SUPPLIED INFORMATION:
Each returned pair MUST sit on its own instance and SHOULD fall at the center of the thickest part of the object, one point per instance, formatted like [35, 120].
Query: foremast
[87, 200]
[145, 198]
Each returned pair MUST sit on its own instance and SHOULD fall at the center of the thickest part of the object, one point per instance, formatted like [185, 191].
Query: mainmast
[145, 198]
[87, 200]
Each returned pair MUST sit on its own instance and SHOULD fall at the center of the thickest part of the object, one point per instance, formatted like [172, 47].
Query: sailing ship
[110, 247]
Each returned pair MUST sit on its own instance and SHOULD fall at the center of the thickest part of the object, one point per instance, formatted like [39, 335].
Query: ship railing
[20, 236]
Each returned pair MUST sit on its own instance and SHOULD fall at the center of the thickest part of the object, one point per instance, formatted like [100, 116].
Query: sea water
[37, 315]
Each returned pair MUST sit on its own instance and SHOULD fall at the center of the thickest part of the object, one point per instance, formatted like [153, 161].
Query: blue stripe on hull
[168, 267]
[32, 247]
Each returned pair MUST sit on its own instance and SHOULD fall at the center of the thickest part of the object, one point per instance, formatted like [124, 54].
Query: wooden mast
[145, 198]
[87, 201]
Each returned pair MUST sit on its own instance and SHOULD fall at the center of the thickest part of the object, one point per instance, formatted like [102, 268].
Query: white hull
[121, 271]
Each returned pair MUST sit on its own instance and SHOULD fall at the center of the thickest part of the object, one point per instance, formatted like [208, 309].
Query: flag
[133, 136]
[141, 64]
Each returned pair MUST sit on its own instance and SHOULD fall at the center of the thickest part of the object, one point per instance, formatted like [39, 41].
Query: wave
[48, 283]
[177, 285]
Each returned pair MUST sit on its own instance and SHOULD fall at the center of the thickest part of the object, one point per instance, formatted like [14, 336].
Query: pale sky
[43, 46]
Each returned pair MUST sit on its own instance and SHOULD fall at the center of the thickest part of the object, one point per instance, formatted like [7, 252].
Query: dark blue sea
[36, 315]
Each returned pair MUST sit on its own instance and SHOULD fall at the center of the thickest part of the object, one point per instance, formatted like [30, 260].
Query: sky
==
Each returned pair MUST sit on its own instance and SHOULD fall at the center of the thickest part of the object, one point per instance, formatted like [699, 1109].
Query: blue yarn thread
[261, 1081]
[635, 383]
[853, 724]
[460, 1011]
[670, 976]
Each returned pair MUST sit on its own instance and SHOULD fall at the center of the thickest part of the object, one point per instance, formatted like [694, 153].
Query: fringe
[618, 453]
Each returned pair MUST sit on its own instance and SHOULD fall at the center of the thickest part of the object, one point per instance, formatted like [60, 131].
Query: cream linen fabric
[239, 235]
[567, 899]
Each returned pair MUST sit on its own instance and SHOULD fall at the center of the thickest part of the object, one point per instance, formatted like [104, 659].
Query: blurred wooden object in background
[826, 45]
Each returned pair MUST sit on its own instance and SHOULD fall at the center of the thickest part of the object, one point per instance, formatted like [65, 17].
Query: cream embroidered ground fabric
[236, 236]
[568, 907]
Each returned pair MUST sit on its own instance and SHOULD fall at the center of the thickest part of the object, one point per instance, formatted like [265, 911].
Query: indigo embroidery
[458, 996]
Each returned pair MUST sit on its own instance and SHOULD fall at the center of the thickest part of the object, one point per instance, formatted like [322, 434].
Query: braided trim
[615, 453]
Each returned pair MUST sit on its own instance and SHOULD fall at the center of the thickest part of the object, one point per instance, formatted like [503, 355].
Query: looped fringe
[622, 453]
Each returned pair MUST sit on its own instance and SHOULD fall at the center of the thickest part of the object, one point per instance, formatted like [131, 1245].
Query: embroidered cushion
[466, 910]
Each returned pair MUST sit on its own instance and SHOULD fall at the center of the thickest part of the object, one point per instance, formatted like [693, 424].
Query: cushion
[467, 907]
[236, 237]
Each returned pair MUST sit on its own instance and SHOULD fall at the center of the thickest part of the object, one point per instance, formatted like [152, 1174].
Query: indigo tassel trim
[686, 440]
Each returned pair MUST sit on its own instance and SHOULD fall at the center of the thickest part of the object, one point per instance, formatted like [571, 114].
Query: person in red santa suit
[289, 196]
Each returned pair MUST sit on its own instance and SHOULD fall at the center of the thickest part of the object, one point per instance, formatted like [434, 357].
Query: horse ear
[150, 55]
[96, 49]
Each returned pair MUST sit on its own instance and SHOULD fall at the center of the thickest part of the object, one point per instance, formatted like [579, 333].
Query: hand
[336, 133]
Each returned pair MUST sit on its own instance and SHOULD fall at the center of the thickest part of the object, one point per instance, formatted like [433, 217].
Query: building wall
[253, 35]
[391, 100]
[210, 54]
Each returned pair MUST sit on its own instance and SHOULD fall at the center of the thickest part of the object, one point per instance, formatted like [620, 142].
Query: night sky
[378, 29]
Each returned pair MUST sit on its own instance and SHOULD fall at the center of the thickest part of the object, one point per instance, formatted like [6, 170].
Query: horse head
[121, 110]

WRITTEN TASK: How many lines in the data above contain the string "ship", with case taken into account? Reply with the number alone.

FINISHED TASK: 2